Phrase grounding data:
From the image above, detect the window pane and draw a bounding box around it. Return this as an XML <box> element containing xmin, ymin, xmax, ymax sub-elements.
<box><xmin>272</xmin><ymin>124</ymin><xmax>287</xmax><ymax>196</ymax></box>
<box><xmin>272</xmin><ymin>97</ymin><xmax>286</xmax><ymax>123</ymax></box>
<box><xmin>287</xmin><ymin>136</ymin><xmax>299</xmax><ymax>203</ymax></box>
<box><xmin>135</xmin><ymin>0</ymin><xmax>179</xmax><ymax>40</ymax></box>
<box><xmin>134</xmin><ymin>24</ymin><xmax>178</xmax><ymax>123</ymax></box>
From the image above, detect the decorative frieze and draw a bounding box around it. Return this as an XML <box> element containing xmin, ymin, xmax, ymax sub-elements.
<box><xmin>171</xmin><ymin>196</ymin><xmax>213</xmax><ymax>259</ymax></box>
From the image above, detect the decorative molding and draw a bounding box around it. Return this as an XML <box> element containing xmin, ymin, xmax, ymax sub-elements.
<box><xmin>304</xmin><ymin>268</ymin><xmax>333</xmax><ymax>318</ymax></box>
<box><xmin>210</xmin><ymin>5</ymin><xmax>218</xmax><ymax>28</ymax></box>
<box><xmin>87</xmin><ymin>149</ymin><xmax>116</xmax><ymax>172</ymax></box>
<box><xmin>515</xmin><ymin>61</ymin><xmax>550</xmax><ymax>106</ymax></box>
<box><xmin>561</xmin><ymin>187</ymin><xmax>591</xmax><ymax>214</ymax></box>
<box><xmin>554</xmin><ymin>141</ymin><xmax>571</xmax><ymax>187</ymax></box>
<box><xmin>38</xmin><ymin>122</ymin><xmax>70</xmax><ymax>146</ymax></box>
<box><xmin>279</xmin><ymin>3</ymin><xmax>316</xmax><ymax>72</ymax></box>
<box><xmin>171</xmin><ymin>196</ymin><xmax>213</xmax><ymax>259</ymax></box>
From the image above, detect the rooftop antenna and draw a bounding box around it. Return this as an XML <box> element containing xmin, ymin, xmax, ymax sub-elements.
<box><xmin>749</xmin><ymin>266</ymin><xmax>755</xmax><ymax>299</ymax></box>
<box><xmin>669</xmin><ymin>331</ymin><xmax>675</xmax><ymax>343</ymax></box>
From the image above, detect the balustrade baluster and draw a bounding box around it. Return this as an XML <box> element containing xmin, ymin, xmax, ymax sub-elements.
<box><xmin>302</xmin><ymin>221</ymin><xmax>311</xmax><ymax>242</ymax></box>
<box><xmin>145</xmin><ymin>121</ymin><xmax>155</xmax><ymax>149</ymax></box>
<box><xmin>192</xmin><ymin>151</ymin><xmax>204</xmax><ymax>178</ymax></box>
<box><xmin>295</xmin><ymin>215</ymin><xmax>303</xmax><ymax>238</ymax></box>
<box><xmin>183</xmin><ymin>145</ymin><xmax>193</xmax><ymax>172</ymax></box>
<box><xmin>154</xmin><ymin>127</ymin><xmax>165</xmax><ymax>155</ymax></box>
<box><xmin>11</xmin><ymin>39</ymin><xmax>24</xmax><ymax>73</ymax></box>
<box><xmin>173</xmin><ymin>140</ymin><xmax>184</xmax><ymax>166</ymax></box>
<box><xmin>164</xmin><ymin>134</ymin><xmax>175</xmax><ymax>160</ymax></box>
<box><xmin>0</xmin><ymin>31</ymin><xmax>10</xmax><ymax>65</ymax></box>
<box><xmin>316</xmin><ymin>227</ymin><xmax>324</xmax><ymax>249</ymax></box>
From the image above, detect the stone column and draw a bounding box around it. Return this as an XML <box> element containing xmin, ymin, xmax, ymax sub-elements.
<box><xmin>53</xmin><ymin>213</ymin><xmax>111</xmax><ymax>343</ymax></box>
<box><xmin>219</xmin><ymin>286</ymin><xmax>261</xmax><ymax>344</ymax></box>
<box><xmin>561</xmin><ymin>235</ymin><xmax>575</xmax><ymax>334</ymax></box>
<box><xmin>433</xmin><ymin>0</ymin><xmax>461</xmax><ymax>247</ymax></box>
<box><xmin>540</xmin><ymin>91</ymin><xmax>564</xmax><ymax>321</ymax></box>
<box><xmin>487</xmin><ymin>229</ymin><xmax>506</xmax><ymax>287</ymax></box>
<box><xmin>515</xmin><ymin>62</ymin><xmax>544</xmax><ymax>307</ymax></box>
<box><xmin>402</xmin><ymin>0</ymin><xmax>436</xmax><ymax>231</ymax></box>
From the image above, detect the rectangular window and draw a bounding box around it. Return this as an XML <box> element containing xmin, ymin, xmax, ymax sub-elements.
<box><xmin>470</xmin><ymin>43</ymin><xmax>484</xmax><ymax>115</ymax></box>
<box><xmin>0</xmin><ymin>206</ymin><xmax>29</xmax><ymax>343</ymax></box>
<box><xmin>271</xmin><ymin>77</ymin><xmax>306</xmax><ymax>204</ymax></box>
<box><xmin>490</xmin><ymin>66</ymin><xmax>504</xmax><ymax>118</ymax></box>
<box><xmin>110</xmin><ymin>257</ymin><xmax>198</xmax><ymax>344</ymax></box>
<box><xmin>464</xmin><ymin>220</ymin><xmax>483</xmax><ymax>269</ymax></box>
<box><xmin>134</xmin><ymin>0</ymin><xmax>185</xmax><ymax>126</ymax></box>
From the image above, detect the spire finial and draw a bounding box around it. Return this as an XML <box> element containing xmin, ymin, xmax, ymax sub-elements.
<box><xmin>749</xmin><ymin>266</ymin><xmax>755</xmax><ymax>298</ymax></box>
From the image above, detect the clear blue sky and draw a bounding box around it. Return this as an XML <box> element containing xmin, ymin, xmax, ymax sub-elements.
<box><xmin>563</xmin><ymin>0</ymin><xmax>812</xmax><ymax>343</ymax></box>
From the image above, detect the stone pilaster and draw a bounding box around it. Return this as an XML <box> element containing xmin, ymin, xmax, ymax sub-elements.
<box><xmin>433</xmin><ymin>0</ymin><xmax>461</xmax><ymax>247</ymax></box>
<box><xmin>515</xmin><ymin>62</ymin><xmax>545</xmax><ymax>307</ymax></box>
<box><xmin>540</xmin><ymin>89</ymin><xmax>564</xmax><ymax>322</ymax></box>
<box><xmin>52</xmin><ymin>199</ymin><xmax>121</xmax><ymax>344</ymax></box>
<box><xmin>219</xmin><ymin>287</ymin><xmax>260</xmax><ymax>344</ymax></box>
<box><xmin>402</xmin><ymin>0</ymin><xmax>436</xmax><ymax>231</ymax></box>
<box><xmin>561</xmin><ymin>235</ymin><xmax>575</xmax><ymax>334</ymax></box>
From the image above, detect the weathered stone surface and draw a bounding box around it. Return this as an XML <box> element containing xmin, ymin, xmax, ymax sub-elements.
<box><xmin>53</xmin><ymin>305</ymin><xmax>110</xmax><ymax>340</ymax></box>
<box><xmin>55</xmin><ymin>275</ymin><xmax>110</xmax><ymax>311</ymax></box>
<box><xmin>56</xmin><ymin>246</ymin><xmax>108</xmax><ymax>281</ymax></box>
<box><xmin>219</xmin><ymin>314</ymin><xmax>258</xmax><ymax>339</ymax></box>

▶ **GOAL OF THE EXERCISE**: Reproduce every line of the data exactly as it was written.

▶ **ANSWER TO THE PROBLEM**:
From the image above, detect the window pane and draw a bounding box around it. Return this as an XML <box> element containing xmin, ymin, xmax, ymax sub-elements.
<box><xmin>272</xmin><ymin>124</ymin><xmax>287</xmax><ymax>196</ymax></box>
<box><xmin>272</xmin><ymin>97</ymin><xmax>286</xmax><ymax>123</ymax></box>
<box><xmin>287</xmin><ymin>136</ymin><xmax>299</xmax><ymax>203</ymax></box>
<box><xmin>135</xmin><ymin>0</ymin><xmax>179</xmax><ymax>40</ymax></box>
<box><xmin>134</xmin><ymin>24</ymin><xmax>178</xmax><ymax>123</ymax></box>
From the image above, detect the decorative frieze and draw a bounding box around it. Return this as an XML <box> element containing xmin, ymin, xmax, ymax sub-elements.
<box><xmin>171</xmin><ymin>196</ymin><xmax>213</xmax><ymax>259</ymax></box>
From the image above, detect the decorative molding and draw a bounding box around it. Return this as an XML <box> element containing xmin, ymin, xmax, ymax sub-elements.
<box><xmin>304</xmin><ymin>268</ymin><xmax>333</xmax><ymax>318</ymax></box>
<box><xmin>210</xmin><ymin>5</ymin><xmax>218</xmax><ymax>28</ymax></box>
<box><xmin>87</xmin><ymin>149</ymin><xmax>116</xmax><ymax>172</ymax></box>
<box><xmin>515</xmin><ymin>61</ymin><xmax>550</xmax><ymax>106</ymax></box>
<box><xmin>561</xmin><ymin>187</ymin><xmax>591</xmax><ymax>214</ymax></box>
<box><xmin>554</xmin><ymin>141</ymin><xmax>571</xmax><ymax>187</ymax></box>
<box><xmin>38</xmin><ymin>122</ymin><xmax>70</xmax><ymax>146</ymax></box>
<box><xmin>279</xmin><ymin>3</ymin><xmax>316</xmax><ymax>72</ymax></box>
<box><xmin>171</xmin><ymin>196</ymin><xmax>213</xmax><ymax>259</ymax></box>
From the image above, detect the rooftop antenna and draw a bounding box around it. Return this as an XML <box> element containing xmin, ymin, xmax, ymax sub-elements.
<box><xmin>749</xmin><ymin>266</ymin><xmax>755</xmax><ymax>299</ymax></box>
<box><xmin>669</xmin><ymin>331</ymin><xmax>675</xmax><ymax>343</ymax></box>
From the image above, detect the balustrade baluster and draw a bounding box around it. Return this as an XML <box> element containing xmin, ymin, xmax, ymax sub-elements.
<box><xmin>302</xmin><ymin>221</ymin><xmax>311</xmax><ymax>242</ymax></box>
<box><xmin>145</xmin><ymin>121</ymin><xmax>155</xmax><ymax>149</ymax></box>
<box><xmin>192</xmin><ymin>151</ymin><xmax>204</xmax><ymax>178</ymax></box>
<box><xmin>295</xmin><ymin>215</ymin><xmax>303</xmax><ymax>238</ymax></box>
<box><xmin>183</xmin><ymin>145</ymin><xmax>193</xmax><ymax>172</ymax></box>
<box><xmin>154</xmin><ymin>127</ymin><xmax>165</xmax><ymax>155</ymax></box>
<box><xmin>11</xmin><ymin>39</ymin><xmax>24</xmax><ymax>73</ymax></box>
<box><xmin>173</xmin><ymin>140</ymin><xmax>184</xmax><ymax>166</ymax></box>
<box><xmin>164</xmin><ymin>134</ymin><xmax>175</xmax><ymax>160</ymax></box>
<box><xmin>0</xmin><ymin>31</ymin><xmax>10</xmax><ymax>65</ymax></box>
<box><xmin>316</xmin><ymin>227</ymin><xmax>324</xmax><ymax>249</ymax></box>
From the image above, detect the stone column and draw a bounding box around it. Return this as an XML <box> element containing xmin, ymin, xmax, ymax sub-elements.
<box><xmin>53</xmin><ymin>213</ymin><xmax>111</xmax><ymax>343</ymax></box>
<box><xmin>219</xmin><ymin>286</ymin><xmax>261</xmax><ymax>344</ymax></box>
<box><xmin>561</xmin><ymin>235</ymin><xmax>575</xmax><ymax>334</ymax></box>
<box><xmin>433</xmin><ymin>0</ymin><xmax>461</xmax><ymax>247</ymax></box>
<box><xmin>540</xmin><ymin>91</ymin><xmax>564</xmax><ymax>321</ymax></box>
<box><xmin>487</xmin><ymin>229</ymin><xmax>506</xmax><ymax>287</ymax></box>
<box><xmin>515</xmin><ymin>62</ymin><xmax>544</xmax><ymax>307</ymax></box>
<box><xmin>402</xmin><ymin>0</ymin><xmax>436</xmax><ymax>231</ymax></box>
From the image above, detect the rectangular window and draw a bounding box around it. Return this as an XML <box> element containing xmin, ymin, xmax, ymax sub-elements.
<box><xmin>470</xmin><ymin>43</ymin><xmax>484</xmax><ymax>115</ymax></box>
<box><xmin>0</xmin><ymin>206</ymin><xmax>29</xmax><ymax>343</ymax></box>
<box><xmin>271</xmin><ymin>77</ymin><xmax>306</xmax><ymax>204</ymax></box>
<box><xmin>490</xmin><ymin>66</ymin><xmax>504</xmax><ymax>118</ymax></box>
<box><xmin>110</xmin><ymin>257</ymin><xmax>198</xmax><ymax>344</ymax></box>
<box><xmin>464</xmin><ymin>220</ymin><xmax>483</xmax><ymax>269</ymax></box>
<box><xmin>134</xmin><ymin>0</ymin><xmax>185</xmax><ymax>126</ymax></box>
From the image above, detect the spire finial and draw a bounding box around it. Return this as an XML <box> element containing xmin, ymin, xmax, ymax sub-elements.
<box><xmin>749</xmin><ymin>266</ymin><xmax>755</xmax><ymax>298</ymax></box>
From the image above, detect the clear blue sky and draw a bounding box around it. Return this as an XML <box> element containing xmin, ymin, xmax, ymax sub-elements.
<box><xmin>563</xmin><ymin>0</ymin><xmax>812</xmax><ymax>343</ymax></box>
From the image above, detect the stone pilaster and draw a bounding box around it. Return this as an XML <box> element containing xmin, ymin, xmax, ymax sub-elements.
<box><xmin>433</xmin><ymin>0</ymin><xmax>461</xmax><ymax>247</ymax></box>
<box><xmin>515</xmin><ymin>62</ymin><xmax>545</xmax><ymax>307</ymax></box>
<box><xmin>540</xmin><ymin>89</ymin><xmax>564</xmax><ymax>322</ymax></box>
<box><xmin>52</xmin><ymin>199</ymin><xmax>121</xmax><ymax>344</ymax></box>
<box><xmin>219</xmin><ymin>287</ymin><xmax>260</xmax><ymax>344</ymax></box>
<box><xmin>402</xmin><ymin>0</ymin><xmax>436</xmax><ymax>231</ymax></box>
<box><xmin>561</xmin><ymin>235</ymin><xmax>575</xmax><ymax>334</ymax></box>
From the image above, detect the weathered stone surface and draw a bounding box around it. Return this as an XML <box> element containing xmin, ymin, xmax, ymax sub-elements.
<box><xmin>53</xmin><ymin>305</ymin><xmax>110</xmax><ymax>340</ymax></box>
<box><xmin>55</xmin><ymin>275</ymin><xmax>110</xmax><ymax>311</ymax></box>
<box><xmin>56</xmin><ymin>246</ymin><xmax>108</xmax><ymax>281</ymax></box>
<box><xmin>219</xmin><ymin>314</ymin><xmax>258</xmax><ymax>339</ymax></box>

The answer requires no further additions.